§ **Il compito**
Modifica tutto il materiale sostituendo ogni "Kindly" con "Please" e lasciando invariato il resto.

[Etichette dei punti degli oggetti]
---------------
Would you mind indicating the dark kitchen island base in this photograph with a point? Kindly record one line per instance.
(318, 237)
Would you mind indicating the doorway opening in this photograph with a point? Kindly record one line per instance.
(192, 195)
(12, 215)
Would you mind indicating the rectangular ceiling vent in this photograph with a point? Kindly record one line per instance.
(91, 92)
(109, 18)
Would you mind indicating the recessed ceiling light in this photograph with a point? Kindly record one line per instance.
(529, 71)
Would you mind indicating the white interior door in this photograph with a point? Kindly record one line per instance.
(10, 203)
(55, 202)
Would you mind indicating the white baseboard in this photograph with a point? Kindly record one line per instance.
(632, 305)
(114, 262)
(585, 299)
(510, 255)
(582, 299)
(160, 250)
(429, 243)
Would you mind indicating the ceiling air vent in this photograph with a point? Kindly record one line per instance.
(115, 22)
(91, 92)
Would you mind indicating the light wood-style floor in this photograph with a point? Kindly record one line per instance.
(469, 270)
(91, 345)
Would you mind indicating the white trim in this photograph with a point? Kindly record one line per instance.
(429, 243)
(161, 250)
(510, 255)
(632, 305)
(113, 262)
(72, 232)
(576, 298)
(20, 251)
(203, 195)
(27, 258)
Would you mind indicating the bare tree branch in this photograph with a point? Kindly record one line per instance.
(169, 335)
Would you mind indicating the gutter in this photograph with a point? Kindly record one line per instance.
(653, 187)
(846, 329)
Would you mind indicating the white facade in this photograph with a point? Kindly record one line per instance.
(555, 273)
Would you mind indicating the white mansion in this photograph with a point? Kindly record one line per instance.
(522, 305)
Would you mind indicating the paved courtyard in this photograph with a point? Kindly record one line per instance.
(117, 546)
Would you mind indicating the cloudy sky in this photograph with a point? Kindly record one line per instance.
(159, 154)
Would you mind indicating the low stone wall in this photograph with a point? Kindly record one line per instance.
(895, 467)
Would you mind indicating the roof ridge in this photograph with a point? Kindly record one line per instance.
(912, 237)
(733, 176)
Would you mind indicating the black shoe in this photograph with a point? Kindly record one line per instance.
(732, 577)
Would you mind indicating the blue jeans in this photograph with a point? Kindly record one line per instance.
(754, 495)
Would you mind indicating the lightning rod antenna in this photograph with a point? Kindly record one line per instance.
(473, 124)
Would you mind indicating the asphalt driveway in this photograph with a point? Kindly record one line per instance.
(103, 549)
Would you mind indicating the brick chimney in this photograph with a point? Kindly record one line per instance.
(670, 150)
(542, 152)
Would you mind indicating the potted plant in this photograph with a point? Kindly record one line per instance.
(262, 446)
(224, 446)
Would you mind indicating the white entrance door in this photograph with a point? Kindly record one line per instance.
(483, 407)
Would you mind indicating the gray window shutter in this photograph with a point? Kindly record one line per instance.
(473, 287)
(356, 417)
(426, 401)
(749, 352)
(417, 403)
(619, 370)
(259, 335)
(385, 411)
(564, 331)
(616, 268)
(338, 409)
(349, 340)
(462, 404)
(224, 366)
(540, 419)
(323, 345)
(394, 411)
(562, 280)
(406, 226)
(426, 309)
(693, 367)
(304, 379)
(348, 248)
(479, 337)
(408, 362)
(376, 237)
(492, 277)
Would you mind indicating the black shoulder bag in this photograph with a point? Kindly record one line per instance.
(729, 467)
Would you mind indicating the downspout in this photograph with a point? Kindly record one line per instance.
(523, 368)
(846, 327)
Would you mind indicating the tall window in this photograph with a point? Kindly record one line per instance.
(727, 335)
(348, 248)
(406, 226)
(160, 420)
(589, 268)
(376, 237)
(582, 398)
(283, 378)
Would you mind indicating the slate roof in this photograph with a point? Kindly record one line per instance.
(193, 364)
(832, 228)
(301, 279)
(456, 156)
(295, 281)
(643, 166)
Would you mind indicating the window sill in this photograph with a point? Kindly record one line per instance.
---------------
§ **Risposta corretta**
Would you mind indicating the dark kitchen island base in this photograph with a point? Please record one line per instance.
(318, 237)
Would you mind indicating the doorway opening in this photograph with a point? Please record one line per instance.
(192, 195)
(12, 215)
Would you mind indicating the rectangular ceiling vent in this photograph with a point? Please record one line per instance.
(91, 92)
(109, 18)
Would you mind indicating the recessed ceiling light in this photograph with a point? Please record one line per instance.
(529, 71)
Would you mind indicating the white interior door in this photograph with a point? Please record one line per instance.
(10, 203)
(55, 202)
Would you mind indicating the white baseboard in this photograph with a point? Please record one line per instance.
(632, 305)
(114, 262)
(585, 299)
(510, 255)
(582, 299)
(160, 250)
(429, 243)
Would you mind indicating the ceiling air vent in this photograph with a point? Please record one line per instance.
(115, 22)
(91, 92)
Would you mind indicating the light wood-style floor in this photograph with a point? Please record one line per instance.
(469, 270)
(91, 345)
Would you mind indicating the white trim in this photograph with a point? Please record one line per instance.
(429, 243)
(161, 250)
(510, 255)
(632, 305)
(113, 262)
(72, 232)
(576, 298)
(20, 251)
(203, 195)
(27, 258)
Would you mind indicating the bare tree branch in this photograph with a point? Please record one line per instance.
(169, 335)
Would you mind indicating the gutter in this photograph with a point? Please record one line per instance.
(653, 187)
(846, 329)
Would you mind indicating the white facade in this photograph with a point? Please record one line per instance.
(555, 273)
Would you mind indicating the white mansion in this photograph with a point? Please record one line per instance.
(522, 305)
Would you mind indicating the paved courtyard in this photograph with a point? Please record one line per instance.
(117, 546)
Would you mind indicating the cloudy sky in this photograph with a point? Please record one line per instance.
(159, 154)
Would you mind indicating the low stone wall in this photograph with a point? Please record one line per instance.
(895, 467)
Would you mind indicating the roof ridge in this photograph with a point? Please record one line per instance.
(912, 237)
(733, 176)
Would you mind indicating the black shoe in this photograph with a point? Please record one line per instance.
(732, 577)
Would you mind indicating the blue jeans in this photograph with a point? Please record one line per instance.
(754, 495)
Would you mind indicating the lightning rod antenna in this photograph with a point? Please record one line per instance.
(473, 124)
Would you mind indicating the asphalt driveway in this photograph with a point? Please record one line per instance.
(103, 549)
Would you mind indicating the brick chimney in this photograph with a point? Please record one line per instance.
(670, 150)
(542, 152)
Would you mind indicating the potted plant in this photograph with a point? Please record one line per instance.
(262, 446)
(224, 446)
Would you mind indicating the white entrance door in this photograph with a point? Please record one line per instance.
(483, 407)
Would you mind indicating the gray window shutter in this photograph with a point? Please record one line per instance.
(473, 287)
(356, 417)
(426, 401)
(749, 352)
(417, 403)
(619, 370)
(259, 335)
(385, 411)
(564, 331)
(616, 268)
(338, 409)
(349, 340)
(462, 404)
(224, 366)
(540, 419)
(323, 345)
(394, 411)
(562, 280)
(406, 226)
(426, 309)
(693, 367)
(304, 379)
(348, 248)
(479, 337)
(408, 362)
(376, 237)
(492, 277)
Would you mind indicating the black shoulder bag in this photograph with a point? Please record one line per instance.
(729, 467)
Would you mind indicating the downspout in this photograph with a point? Please record one line per instance.
(523, 368)
(846, 327)
Would you mind indicating the tall window in this photograph with a point? Please record one line per instance.
(727, 335)
(348, 248)
(406, 226)
(160, 420)
(589, 268)
(376, 237)
(582, 398)
(283, 378)
Would you mind indicating the slate roof in this photograph with a point? Please record one line per instance.
(193, 364)
(832, 228)
(301, 279)
(456, 156)
(295, 281)
(643, 166)
Would you mind indicating the window sill in this photograph with a point? Please record one line per instance.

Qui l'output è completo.